What needs to be done:
Would you please transcribe exactly the lines from the one containing "green hillside -> box" through the end of the material below, and only those?

Extracted entries:

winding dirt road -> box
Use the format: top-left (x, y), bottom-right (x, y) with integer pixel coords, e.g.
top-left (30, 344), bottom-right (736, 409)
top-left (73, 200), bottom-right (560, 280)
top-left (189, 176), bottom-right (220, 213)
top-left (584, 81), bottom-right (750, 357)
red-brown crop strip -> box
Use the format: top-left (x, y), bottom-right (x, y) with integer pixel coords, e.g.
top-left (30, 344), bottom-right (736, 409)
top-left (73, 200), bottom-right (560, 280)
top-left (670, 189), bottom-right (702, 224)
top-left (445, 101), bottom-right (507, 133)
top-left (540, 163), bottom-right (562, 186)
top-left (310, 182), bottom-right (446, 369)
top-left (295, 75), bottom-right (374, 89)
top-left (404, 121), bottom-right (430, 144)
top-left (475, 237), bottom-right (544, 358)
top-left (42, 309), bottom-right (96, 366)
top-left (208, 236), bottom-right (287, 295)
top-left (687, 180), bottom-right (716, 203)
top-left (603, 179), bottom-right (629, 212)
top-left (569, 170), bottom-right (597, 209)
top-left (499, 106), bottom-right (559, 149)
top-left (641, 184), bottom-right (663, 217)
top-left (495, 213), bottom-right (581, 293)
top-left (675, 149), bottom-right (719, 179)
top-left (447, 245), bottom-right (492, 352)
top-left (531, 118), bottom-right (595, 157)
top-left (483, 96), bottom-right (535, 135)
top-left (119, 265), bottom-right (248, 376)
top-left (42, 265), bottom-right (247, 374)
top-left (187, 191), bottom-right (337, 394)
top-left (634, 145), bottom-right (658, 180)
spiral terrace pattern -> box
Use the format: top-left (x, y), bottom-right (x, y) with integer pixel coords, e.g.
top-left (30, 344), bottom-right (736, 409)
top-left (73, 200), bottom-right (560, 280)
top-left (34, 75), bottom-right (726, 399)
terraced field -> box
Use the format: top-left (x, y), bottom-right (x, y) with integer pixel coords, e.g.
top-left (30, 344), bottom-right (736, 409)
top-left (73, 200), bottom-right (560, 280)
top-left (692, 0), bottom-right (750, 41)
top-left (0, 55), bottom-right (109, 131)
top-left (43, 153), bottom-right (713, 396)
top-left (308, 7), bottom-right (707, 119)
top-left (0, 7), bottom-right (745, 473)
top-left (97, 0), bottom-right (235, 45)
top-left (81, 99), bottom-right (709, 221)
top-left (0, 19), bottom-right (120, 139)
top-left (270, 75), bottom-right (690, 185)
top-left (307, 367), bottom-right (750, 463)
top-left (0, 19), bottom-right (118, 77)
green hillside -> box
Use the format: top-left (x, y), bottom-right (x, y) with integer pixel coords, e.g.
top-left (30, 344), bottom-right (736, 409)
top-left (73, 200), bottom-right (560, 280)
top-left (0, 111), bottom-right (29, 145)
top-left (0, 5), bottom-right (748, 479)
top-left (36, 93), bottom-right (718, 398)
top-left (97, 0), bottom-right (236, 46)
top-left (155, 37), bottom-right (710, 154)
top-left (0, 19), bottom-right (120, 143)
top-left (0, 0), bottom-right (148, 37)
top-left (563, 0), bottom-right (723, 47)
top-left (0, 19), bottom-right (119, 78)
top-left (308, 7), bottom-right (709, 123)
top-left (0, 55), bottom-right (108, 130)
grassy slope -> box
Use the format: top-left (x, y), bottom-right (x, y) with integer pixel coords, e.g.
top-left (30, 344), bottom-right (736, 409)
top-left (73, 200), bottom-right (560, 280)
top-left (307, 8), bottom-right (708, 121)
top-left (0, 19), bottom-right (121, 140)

Task answer:
green hillside -> box
Use the format: top-left (x, y), bottom-right (x, y) with integer pixel coords, e.g.
top-left (30, 344), bottom-right (736, 409)
top-left (73, 200), bottom-right (560, 280)
top-left (0, 111), bottom-right (29, 145)
top-left (0, 5), bottom-right (748, 479)
top-left (36, 93), bottom-right (718, 398)
top-left (97, 0), bottom-right (236, 46)
top-left (155, 37), bottom-right (710, 154)
top-left (0, 19), bottom-right (120, 143)
top-left (0, 0), bottom-right (148, 37)
top-left (563, 0), bottom-right (723, 47)
top-left (0, 19), bottom-right (119, 78)
top-left (308, 7), bottom-right (709, 123)
top-left (0, 55), bottom-right (108, 130)
grassy slope -> box
Use the format: top-left (x, y), bottom-right (x, y) with integer pixel coords, e.g.
top-left (30, 344), bottom-right (736, 409)
top-left (73, 200), bottom-right (560, 280)
top-left (307, 8), bottom-right (708, 121)
top-left (0, 19), bottom-right (121, 140)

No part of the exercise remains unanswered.